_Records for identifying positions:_
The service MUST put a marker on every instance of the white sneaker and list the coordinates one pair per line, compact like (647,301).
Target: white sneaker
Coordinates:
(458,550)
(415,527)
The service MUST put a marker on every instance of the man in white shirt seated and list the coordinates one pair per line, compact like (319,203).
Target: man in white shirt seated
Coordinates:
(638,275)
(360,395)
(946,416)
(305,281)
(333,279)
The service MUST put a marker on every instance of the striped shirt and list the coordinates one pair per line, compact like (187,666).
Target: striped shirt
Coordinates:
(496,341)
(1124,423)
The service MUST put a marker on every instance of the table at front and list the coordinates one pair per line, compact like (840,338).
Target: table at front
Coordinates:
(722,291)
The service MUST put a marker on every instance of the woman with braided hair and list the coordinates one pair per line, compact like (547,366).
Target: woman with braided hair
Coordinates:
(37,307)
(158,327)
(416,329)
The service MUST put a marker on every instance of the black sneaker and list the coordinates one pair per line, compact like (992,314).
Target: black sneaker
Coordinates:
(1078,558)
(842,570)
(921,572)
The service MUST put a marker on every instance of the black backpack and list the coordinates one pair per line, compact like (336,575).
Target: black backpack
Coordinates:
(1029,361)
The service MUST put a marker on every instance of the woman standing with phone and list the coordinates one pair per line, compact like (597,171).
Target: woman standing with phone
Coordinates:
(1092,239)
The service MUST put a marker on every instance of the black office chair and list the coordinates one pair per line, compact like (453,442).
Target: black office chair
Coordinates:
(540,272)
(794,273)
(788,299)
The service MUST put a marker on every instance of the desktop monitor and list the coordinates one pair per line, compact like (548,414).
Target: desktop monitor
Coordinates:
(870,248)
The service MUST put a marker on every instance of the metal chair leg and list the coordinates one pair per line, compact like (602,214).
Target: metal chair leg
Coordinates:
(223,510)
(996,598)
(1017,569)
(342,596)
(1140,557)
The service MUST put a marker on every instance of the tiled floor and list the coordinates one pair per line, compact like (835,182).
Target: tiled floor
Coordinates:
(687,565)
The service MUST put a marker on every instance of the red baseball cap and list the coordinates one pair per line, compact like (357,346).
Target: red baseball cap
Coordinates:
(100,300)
==
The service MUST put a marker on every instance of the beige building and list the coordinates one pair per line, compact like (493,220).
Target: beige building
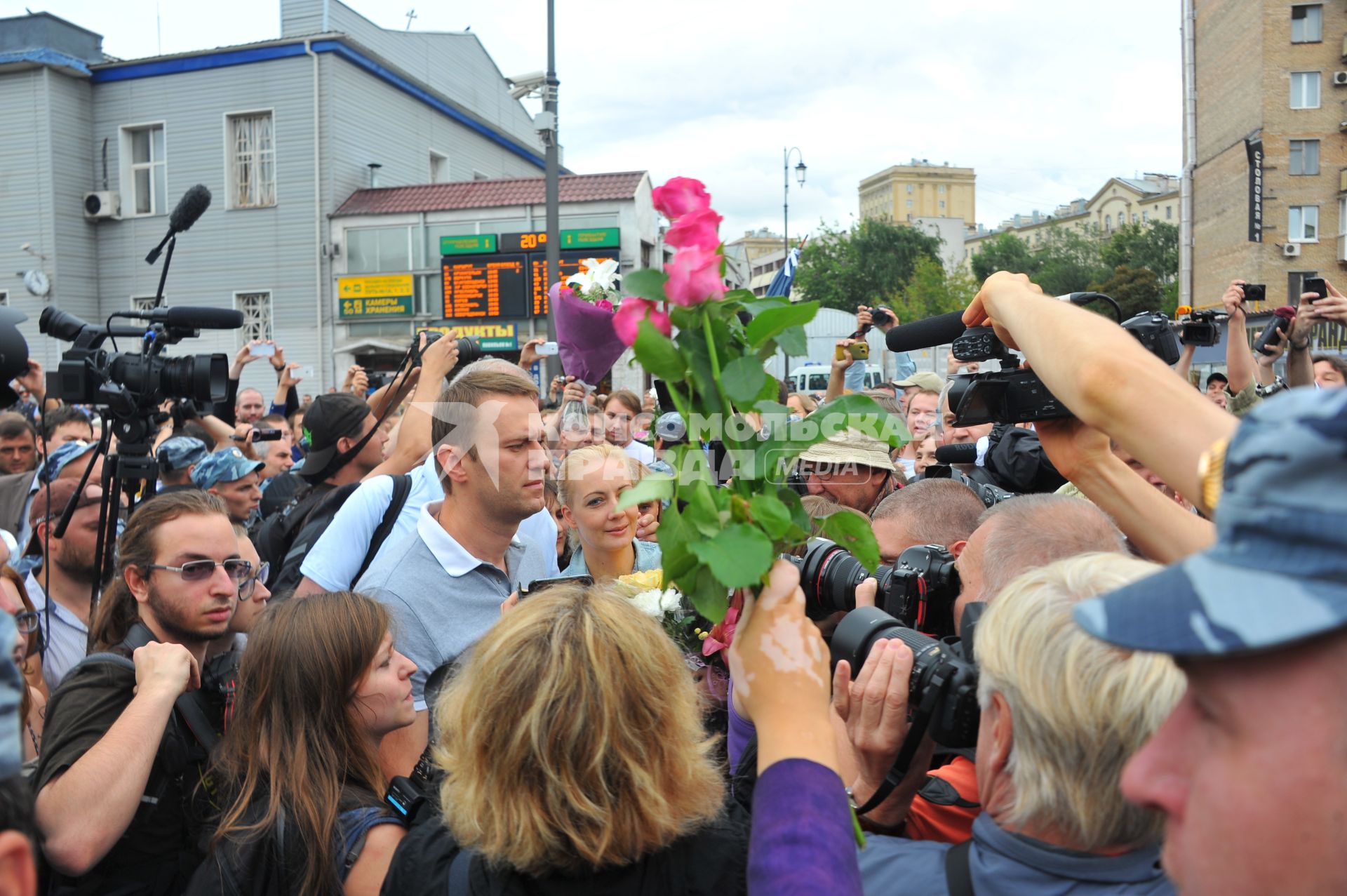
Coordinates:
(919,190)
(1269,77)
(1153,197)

_WHAT TO PRODUCE:_ Select each line in the records above that contains the string "beige", treating uppercase and lowercase as different, and copy those lines.

_TASK RESULT:_
The service MUST put a marker on every instance of the beige building and list the coordinates one pair per line, compact like (493,220).
Target: beige building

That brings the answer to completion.